» **Problem**
Please render the items as a Markdown table with the columns n and Line, one numbered row per line, starting at the beginning of the items and ending at the line containing "positive clicks: (449, 373) (413, 371)", both ends included. Leave out blank lines and the pictures.
[[ Data supplied open ]]
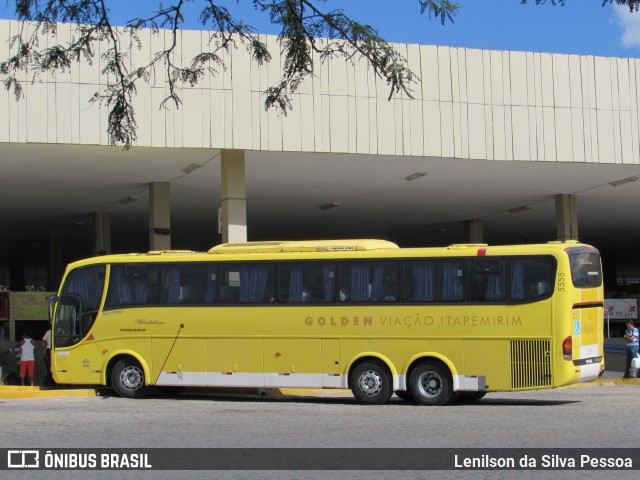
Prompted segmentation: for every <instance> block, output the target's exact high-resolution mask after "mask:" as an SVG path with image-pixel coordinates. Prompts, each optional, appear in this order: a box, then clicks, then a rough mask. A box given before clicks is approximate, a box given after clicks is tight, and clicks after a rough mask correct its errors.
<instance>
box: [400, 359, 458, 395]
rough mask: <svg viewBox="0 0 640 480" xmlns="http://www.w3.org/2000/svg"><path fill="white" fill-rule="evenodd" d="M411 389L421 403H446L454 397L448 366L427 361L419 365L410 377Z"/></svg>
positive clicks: (449, 373) (413, 371)
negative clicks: (440, 364)
mask: <svg viewBox="0 0 640 480" xmlns="http://www.w3.org/2000/svg"><path fill="white" fill-rule="evenodd" d="M409 391H410V392H411V396H412V397H413V399H414V400H415V402H416V403H419V404H421V405H446V404H448V403H449V402H451V400H452V399H453V385H452V379H451V375H450V373H449V370H447V368H446V367H444V366H442V365H440V364H438V363H435V362H427V363H423V364H421V365H418V366H417V367H416V368H414V369H413V371H412V372H411V376H410V377H409Z"/></svg>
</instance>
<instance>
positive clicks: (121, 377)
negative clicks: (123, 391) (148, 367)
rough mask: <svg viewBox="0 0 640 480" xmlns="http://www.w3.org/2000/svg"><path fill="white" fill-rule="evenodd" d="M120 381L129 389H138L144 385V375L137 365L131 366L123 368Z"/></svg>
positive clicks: (132, 389)
mask: <svg viewBox="0 0 640 480" xmlns="http://www.w3.org/2000/svg"><path fill="white" fill-rule="evenodd" d="M120 383H121V384H122V386H123V387H124V388H126V389H127V390H138V389H139V388H140V387H142V386H143V385H144V375H143V373H142V370H140V369H139V368H137V367H133V366H129V367H126V368H125V369H124V370H122V373H121V374H120Z"/></svg>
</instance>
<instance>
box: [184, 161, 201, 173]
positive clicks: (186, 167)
mask: <svg viewBox="0 0 640 480" xmlns="http://www.w3.org/2000/svg"><path fill="white" fill-rule="evenodd" d="M202 166H203V165H202V164H201V163H192V164H191V165H187V166H186V167H184V168H183V169H182V171H183V172H184V173H191V172H193V171H194V170H197V169H199V168H200V167H202Z"/></svg>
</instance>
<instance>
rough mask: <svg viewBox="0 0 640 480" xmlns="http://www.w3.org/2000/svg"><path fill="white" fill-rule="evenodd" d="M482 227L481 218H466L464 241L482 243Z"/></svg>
mask: <svg viewBox="0 0 640 480" xmlns="http://www.w3.org/2000/svg"><path fill="white" fill-rule="evenodd" d="M482 227H483V225H482V221H481V220H467V221H466V222H464V241H465V242H466V243H484V240H483V233H484V232H483V228H482Z"/></svg>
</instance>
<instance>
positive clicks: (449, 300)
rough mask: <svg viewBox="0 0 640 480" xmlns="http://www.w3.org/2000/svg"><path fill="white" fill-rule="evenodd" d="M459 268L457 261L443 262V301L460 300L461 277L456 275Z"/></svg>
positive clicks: (442, 272) (442, 271)
mask: <svg viewBox="0 0 640 480" xmlns="http://www.w3.org/2000/svg"><path fill="white" fill-rule="evenodd" d="M460 269H461V266H460V263H459V262H443V266H442V273H443V278H444V285H443V286H442V287H443V288H442V300H443V301H445V302H453V301H456V300H462V293H463V287H462V279H461V277H460V276H459V275H458V272H459V270H460Z"/></svg>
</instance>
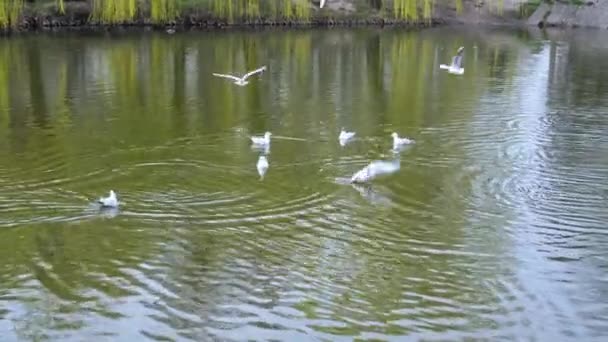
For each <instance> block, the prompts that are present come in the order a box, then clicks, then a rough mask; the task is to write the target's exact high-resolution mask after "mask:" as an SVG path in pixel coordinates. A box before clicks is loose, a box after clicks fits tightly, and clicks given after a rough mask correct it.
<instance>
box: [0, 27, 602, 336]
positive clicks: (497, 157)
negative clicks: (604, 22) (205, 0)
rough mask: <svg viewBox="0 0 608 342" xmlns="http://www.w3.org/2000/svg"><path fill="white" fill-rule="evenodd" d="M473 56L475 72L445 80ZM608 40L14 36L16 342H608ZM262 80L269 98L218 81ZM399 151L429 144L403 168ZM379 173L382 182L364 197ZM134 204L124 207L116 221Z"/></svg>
mask: <svg viewBox="0 0 608 342" xmlns="http://www.w3.org/2000/svg"><path fill="white" fill-rule="evenodd" d="M459 46H464V47H465V55H464V63H463V66H464V68H465V70H466V73H464V74H463V75H451V74H449V73H447V72H444V71H442V70H440V68H439V65H440V64H442V63H446V62H449V61H450V60H451V57H452V56H453V54H454V52H455V51H456V49H457V48H458V47H459ZM606 46H608V35H607V34H606V33H602V32H599V31H598V32H596V33H593V34H591V33H585V34H583V33H572V32H571V33H564V32H562V33H550V34H549V35H547V33H544V34H541V33H540V32H536V31H531V32H520V31H499V30H495V31H481V30H474V31H460V30H455V29H453V28H449V29H429V30H424V31H420V32H407V31H400V30H393V29H391V30H380V31H379V30H375V29H369V30H367V29H366V30H363V29H361V30H352V31H345V30H327V31H323V30H319V31H316V30H307V31H291V32H285V31H260V32H256V33H243V32H209V33H200V32H198V33H183V34H175V35H165V34H159V33H141V32H125V33H122V34H117V33H112V32H107V33H103V34H89V35H85V34H40V35H16V36H12V37H5V38H2V44H0V261H1V262H0V268H1V272H0V298H2V301H0V318H1V319H0V332H1V334H2V336H3V337H4V338H6V339H8V340H41V339H42V340H44V339H51V340H57V339H68V340H81V339H86V340H96V339H100V338H101V339H108V338H109V339H121V340H126V339H129V340H141V339H149V340H154V339H172V340H196V341H202V340H213V339H218V340H231V339H234V340H239V339H242V338H243V336H249V338H252V339H256V340H267V339H268V340H269V339H277V340H290V341H292V340H309V339H318V340H332V341H334V340H351V339H352V338H355V337H356V338H360V339H381V340H403V339H404V338H405V339H412V340H418V339H441V340H445V339H449V340H461V339H467V338H482V339H483V338H486V339H496V338H499V339H508V340H522V339H523V340H527V339H532V340H534V339H538V340H549V339H554V340H564V339H572V338H580V339H583V340H592V339H599V338H600V337H601V336H603V335H605V332H606V330H607V329H608V324H607V323H606V319H605V318H606V317H607V316H608V303H607V301H606V298H607V297H606V289H607V288H608V287H607V286H608V277H606V276H605V275H604V274H605V273H606V272H605V270H606V268H607V267H608V257H607V255H606V252H605V251H606V248H607V247H608V232H607V231H606V222H608V214H607V213H608V210H607V209H608V205H607V204H606V203H607V202H606V194H607V193H608V158H607V157H606V156H608V138H606V137H607V136H608V134H606V133H607V132H608V120H607V119H606V115H605V113H606V112H607V109H608V99H607V98H606V96H605V94H606V93H607V91H608V82H607V81H606V80H608V75H606V72H608V65H606V64H608V59H607V58H606V57H607V56H608V49H607V48H606ZM260 65H267V66H268V70H267V71H266V72H265V73H263V74H261V75H259V76H255V77H252V78H251V79H250V80H249V81H250V84H248V85H247V86H246V87H239V86H236V85H234V84H232V83H231V82H227V81H225V80H222V79H218V78H215V77H213V76H212V73H214V72H220V73H237V74H238V73H244V72H246V71H247V70H252V69H255V68H256V67H258V66H260ZM342 128H345V129H346V130H348V131H354V132H356V136H355V139H353V140H352V141H349V143H348V144H343V145H344V146H341V145H340V144H339V141H338V134H339V132H340V130H341V129H342ZM266 131H270V132H272V133H273V134H272V139H271V143H270V145H269V146H268V147H267V148H262V149H256V148H252V146H251V140H250V139H249V138H250V136H252V135H256V136H258V135H262V134H264V132H266ZM392 132H397V133H398V134H399V135H400V136H407V137H411V138H412V139H414V140H415V141H416V144H413V145H408V146H407V147H406V148H403V149H401V150H399V151H394V150H393V148H392V147H393V145H392V138H391V133H392ZM260 156H265V158H266V161H267V162H268V167H266V168H264V167H265V165H264V164H260V159H261V158H260ZM374 161H376V162H374ZM370 163H371V164H370ZM370 165H371V168H372V169H373V170H374V172H373V173H374V174H382V177H378V178H377V179H373V181H371V182H368V183H366V184H351V182H350V180H351V177H352V176H353V174H355V173H356V172H357V171H358V170H361V169H363V168H364V167H366V166H370ZM260 167H261V168H260ZM110 189H113V190H115V191H116V193H117V195H118V198H119V201H120V202H121V205H120V207H119V208H118V209H107V210H99V207H98V206H97V205H96V203H95V202H96V200H97V199H98V198H99V197H100V196H106V195H107V193H108V192H109V190H110Z"/></svg>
[[ Data supplied closed ]]
» **Answer to the problem**
| n | Line |
|---|---|
| 1 | Prompted segmentation: for every <instance> block, output the target's exact high-resolution mask after "mask:" as an SVG path with image-pixel coordinates. Prompts, each optional, appear in this order: a box, then clicks, then a rough mask. A box given before clicks is approximate, a box given after clicks is tight, and clicks after a rough mask correct its errors. |
| 2 | <instance> |
| 3 | box: [400, 359, 458, 395] |
| 4 | rough mask: <svg viewBox="0 0 640 480" xmlns="http://www.w3.org/2000/svg"><path fill="white" fill-rule="evenodd" d="M411 389L421 403H446L454 397L448 366L427 361L419 365L410 377Z"/></svg> |
| 5 | positive clicks: (449, 373) (413, 371) |